* **Written instruction**
Can you render every line of the listing below as a numbered list, leaving out any blank lines?

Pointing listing
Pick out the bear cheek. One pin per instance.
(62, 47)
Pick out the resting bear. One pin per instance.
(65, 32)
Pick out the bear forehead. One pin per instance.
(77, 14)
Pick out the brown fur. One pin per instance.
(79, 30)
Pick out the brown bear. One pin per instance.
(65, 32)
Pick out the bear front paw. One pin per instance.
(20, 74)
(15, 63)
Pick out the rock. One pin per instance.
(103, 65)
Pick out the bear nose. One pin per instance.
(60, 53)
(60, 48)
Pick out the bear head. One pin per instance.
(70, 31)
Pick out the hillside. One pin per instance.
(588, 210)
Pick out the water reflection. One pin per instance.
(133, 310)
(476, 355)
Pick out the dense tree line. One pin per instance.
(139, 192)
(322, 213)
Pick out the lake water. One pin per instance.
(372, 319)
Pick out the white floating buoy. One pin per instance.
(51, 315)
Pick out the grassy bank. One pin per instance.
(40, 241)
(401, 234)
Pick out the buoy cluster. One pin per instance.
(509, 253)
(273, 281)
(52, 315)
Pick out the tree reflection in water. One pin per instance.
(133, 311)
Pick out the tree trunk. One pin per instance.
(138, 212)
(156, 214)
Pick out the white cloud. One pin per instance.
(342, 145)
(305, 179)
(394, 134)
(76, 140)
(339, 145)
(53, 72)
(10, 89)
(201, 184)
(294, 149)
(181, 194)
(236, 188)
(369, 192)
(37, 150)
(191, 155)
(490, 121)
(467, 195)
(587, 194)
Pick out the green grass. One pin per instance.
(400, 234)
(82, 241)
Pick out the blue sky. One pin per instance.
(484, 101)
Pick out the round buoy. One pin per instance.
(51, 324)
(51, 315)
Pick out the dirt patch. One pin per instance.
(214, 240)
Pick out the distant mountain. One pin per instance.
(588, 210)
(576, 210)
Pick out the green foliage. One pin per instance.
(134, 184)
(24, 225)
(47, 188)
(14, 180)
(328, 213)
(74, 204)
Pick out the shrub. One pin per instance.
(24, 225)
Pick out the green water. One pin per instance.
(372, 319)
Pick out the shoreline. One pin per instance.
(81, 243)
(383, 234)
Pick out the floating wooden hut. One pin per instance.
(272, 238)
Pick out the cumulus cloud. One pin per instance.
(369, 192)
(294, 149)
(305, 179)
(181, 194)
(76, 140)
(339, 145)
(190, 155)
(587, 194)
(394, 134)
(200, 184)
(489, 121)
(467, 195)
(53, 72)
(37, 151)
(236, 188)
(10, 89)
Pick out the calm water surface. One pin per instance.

* **The result**
1. Pick out the bear cheek. One pin per instance.
2. (62, 47)
3. Pick out the resting bear. One pin per instance.
4. (65, 32)
5. Pick out the bear forehead. One pin per instance.
6. (77, 14)
7. Pick out the brown fur. One pin per instance.
8. (79, 30)
9. Pick out the brown bear. One pin per instance.
10. (65, 32)
11. Pick out the bear front paw. One pin per instance.
12. (20, 74)
13. (15, 63)
14. Pick out the rock. One pin per instance.
15. (103, 65)
16. Pick out the bear nose. One pin per instance.
17. (60, 53)
18. (60, 48)
19. Pick out the bear head. One pin per instance.
20. (70, 31)
21. Pick out the hillside. One pin per instance.
22. (588, 210)
23. Pick out the water reflection. One pin per instance.
24. (133, 310)
25. (476, 355)
26. Pick out the dense tree line. One pin per instance.
27. (139, 192)
28. (322, 213)
29. Pick out the lake water. One pin per instance.
30. (372, 319)
31. Pick out the white floating buoy. One pin per instance.
32. (51, 315)
33. Pick out the grassy bank. One pin per instance.
34. (40, 241)
35. (401, 234)
36. Pick out the buoy cluster. One pin per instance.
37. (509, 253)
38. (273, 281)
39. (52, 315)
40. Pick out the tree reflection in water. One pin per instance.
41. (133, 311)
42. Pick out the tree trunk. One pin per instance.
43. (138, 212)
44. (156, 214)
45. Pick out the white cloud. One pin per instance.
46. (342, 145)
47. (305, 179)
48. (394, 134)
49. (76, 140)
50. (339, 145)
51. (53, 72)
52. (10, 89)
53. (201, 184)
54. (294, 149)
55. (181, 194)
56. (236, 188)
57. (369, 192)
58. (37, 150)
59. (191, 155)
60. (490, 121)
61. (467, 195)
62. (587, 194)
63. Pick out the green grass. One pin per instance.
64. (400, 234)
65. (82, 241)
66. Pick out the blue sky. One pin per instance.
67. (484, 101)
68. Pick out the round buoy. One pin per instance.
69. (51, 324)
70. (51, 315)
71. Pick out the dirt patch. One pin per instance.
72. (214, 240)
73. Pick out the distant mountain. One pin per instance.
74. (588, 210)
75. (576, 210)
76. Pick out the green foliage. One pin per instance.
77. (134, 184)
78. (24, 225)
79. (47, 188)
80. (14, 180)
81. (328, 213)
82. (74, 204)
83. Pick out the shrub. One pin per instance.
84. (24, 225)
85. Pick out the green water. One pin per instance.
86. (372, 319)
87. Pick out the shoreline. One pin per instance.
88. (81, 243)
89. (383, 234)
90. Pick out the floating wooden hut. One pin per instance.
91. (272, 238)
92. Pick out the cumulus cloud. One pin per instance.
93. (369, 192)
94. (294, 149)
95. (305, 179)
96. (181, 194)
97. (76, 140)
98. (339, 145)
99. (190, 155)
100. (587, 194)
101. (394, 134)
102. (200, 184)
103. (489, 121)
104. (467, 195)
105. (53, 72)
106. (37, 151)
107. (236, 188)
108. (10, 89)
109. Pick out the calm water surface. One pin per instance.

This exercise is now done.